» Série d'exercices:
a – Recopiez mot pour mot le passage de la lettre à Mme de Grignan qui va de « A SA FILLE MME » jusqu'à « comme le mien? » inclus.
b – Prolongez la lettre adressée à Mme de Grignan en reprenant juste après sa dernière phrase.
=== Extrait du document ===
A SA FILLE MME DE GRIGNAN.

Enfin, ma fille, me voici dans ces pauvres Rochers: peut-on revoir ces allées, ces devises, ce petit cabinet, ces livres, cette chambre, sans mourir de tristesse ? Il y a des souvenirs agréables, mais il y en a de si vifs et de si tendres, qu'on a peine à les supporter: ceux que j'ai de vous sont de ce nombre. Ne comprenez-vous point bien l'effet que cela peut faire dans un cœur comme le mien?

Si vous continuez de vous bien porter, ma chère enfant, je ne vous irai voir que l'année qui vient. La Bretagne et la Provence ne sont pas compatibles; c'est une chose étrange que les grands voyages: si l'on était toujours dans le sentiment qu'on a quand on arrive, on ne sortirait jamais du lieu où l'on est; mais la Providence fait qu'on oublie. Dieu permet cet oubli afin que l'on fasse des voyages en Provence. Celui que j'y ferai me donnera la plus grande joie que je puisse recevoir dans ma vie; mais quelles pensées tristes, de ne point voir de fin à votre séjour! J'admire et je loue de plus en plus votre sagesse; quoiqu'à vous dire le vrai, je sois fortement touchée de cette impossibilité, j'espère qu'en ce temps-là nous verrons les choses d'une autre manière; il faut bien l'espérer, car, sans cette consolation, il n'y aurait qu'à mourir. J'ai quelquefois des rêveries dans ces bois, d'une telle noirceur, que j'en reviens plus changée que d'un accès de fièvre.
=== Données fournies ===
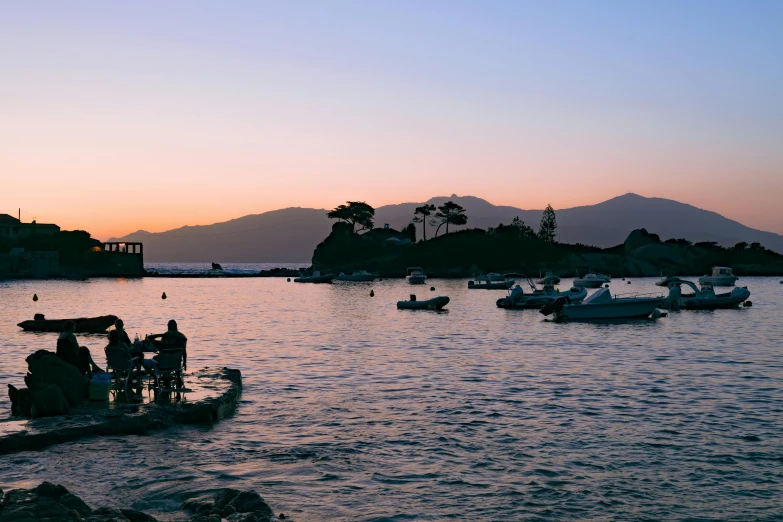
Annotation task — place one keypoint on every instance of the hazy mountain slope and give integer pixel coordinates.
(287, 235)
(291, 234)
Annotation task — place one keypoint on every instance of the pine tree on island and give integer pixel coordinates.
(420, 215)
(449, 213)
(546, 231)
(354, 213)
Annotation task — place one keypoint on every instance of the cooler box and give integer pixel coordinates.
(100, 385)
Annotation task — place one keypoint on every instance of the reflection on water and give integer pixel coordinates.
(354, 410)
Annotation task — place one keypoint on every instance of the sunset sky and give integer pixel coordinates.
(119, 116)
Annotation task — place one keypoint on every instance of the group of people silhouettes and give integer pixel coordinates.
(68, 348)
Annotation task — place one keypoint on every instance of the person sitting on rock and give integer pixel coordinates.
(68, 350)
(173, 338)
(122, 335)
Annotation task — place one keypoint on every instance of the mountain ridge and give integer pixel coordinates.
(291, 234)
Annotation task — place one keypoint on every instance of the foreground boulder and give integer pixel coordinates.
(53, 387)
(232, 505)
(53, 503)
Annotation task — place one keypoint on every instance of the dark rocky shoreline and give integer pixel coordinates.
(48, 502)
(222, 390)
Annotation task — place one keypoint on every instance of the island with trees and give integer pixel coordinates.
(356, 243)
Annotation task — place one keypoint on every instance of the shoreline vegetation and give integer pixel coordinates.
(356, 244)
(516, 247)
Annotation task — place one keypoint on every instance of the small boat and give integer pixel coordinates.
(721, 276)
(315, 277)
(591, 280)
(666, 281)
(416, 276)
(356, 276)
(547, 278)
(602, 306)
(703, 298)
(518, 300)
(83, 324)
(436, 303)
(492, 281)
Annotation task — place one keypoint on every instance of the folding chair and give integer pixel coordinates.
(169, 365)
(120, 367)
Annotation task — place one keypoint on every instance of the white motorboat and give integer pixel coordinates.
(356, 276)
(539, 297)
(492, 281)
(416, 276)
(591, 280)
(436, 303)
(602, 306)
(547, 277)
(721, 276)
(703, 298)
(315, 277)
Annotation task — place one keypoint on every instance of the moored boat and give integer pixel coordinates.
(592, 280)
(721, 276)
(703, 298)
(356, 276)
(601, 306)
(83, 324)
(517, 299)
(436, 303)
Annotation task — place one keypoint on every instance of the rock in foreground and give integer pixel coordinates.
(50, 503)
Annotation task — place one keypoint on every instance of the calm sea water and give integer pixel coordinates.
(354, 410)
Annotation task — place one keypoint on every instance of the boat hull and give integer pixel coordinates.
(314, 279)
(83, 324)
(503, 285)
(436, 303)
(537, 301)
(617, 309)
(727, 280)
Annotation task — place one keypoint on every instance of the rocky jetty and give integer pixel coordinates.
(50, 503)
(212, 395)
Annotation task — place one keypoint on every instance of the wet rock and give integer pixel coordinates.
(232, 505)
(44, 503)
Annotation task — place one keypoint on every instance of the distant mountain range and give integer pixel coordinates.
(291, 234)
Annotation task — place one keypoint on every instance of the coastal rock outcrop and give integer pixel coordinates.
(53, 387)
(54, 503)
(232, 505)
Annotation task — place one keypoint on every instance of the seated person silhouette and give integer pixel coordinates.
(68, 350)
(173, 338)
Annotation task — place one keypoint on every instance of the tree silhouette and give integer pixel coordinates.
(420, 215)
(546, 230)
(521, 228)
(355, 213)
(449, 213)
===
=== Données fournies ===
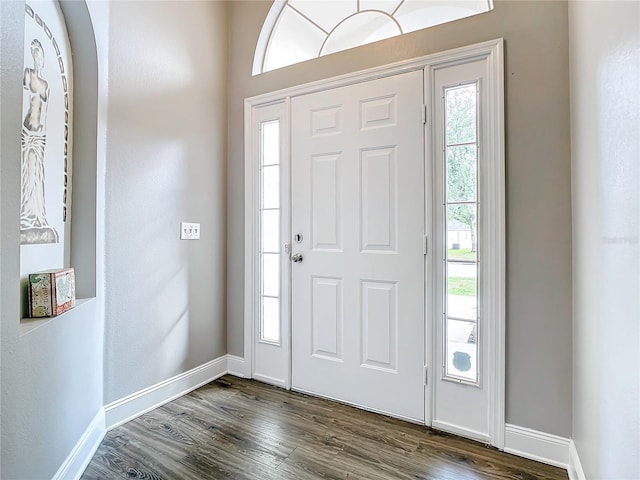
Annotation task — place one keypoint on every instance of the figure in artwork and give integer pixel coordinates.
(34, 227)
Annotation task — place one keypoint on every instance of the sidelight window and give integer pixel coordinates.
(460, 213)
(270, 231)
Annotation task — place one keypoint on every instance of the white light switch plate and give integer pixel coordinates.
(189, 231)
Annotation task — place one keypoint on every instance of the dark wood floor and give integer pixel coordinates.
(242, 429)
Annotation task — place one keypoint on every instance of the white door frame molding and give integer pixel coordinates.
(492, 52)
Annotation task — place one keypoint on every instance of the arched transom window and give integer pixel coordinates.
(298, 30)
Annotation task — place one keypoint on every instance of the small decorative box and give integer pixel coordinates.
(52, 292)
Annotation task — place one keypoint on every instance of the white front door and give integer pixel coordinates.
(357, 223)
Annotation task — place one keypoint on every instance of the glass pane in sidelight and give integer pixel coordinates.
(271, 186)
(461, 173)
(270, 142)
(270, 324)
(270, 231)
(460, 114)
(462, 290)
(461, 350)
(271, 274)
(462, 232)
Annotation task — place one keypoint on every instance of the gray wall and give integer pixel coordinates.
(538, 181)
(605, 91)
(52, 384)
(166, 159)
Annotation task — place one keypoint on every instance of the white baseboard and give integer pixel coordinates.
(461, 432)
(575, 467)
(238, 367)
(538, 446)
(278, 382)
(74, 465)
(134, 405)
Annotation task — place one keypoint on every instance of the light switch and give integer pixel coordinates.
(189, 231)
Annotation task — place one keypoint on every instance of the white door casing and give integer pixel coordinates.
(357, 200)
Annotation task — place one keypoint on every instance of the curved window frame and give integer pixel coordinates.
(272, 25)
===
» Réponses dans l'ordre:
a –
A SA FILLE MME DE GRIGNAN.

Enfin, ma fille, me voici dans ces pauvres Rochers: peut-on revoir ces allées, ces devises, ce petit cabinet, ces livres, cette chambre, sans mourir de tristesse ? Il y a des souvenirs agréables, mais il y en a de si vifs et de si tendres, qu'on a peine à les supporter: ceux que j'ai de vous sont de ce nombre. Ne comprenez-vous point bien l'effet que cela peut faire dans un cœur comme le mien?

b –
Il me paraît que vous ne vous êtes point trop ennuyée à Marseille. Ne manquez pas de me mander comme vous aurez été reçue à Grignan. Ils avaient fait ici une manière d'entrée à mon fils; Vaillant avait mis plus de quinze cents hommes sous les armes, tous fort bien habillés, un ruban neuf à la cravate; ils vont en très bon ordre nous attendre à une lieue des Rochers. Voici un bel incident: M. l'abbé9 avait mandé que nous arriverions le mardi, et puis tout d'un coup il l'oublie ces pauvres gens attendent le mardi jusqu'à dix heures du soir; et quand ils sont tous retournés chacun chez eux, bien tristes et bien confus, nous arrivons paisiblement le mercredi, sans songer qu'on eût mis une armée en campagne pour nous recevoir: ce contre-temps nous a fâchés; mais quel remède? Voilà par où nous avons débuté.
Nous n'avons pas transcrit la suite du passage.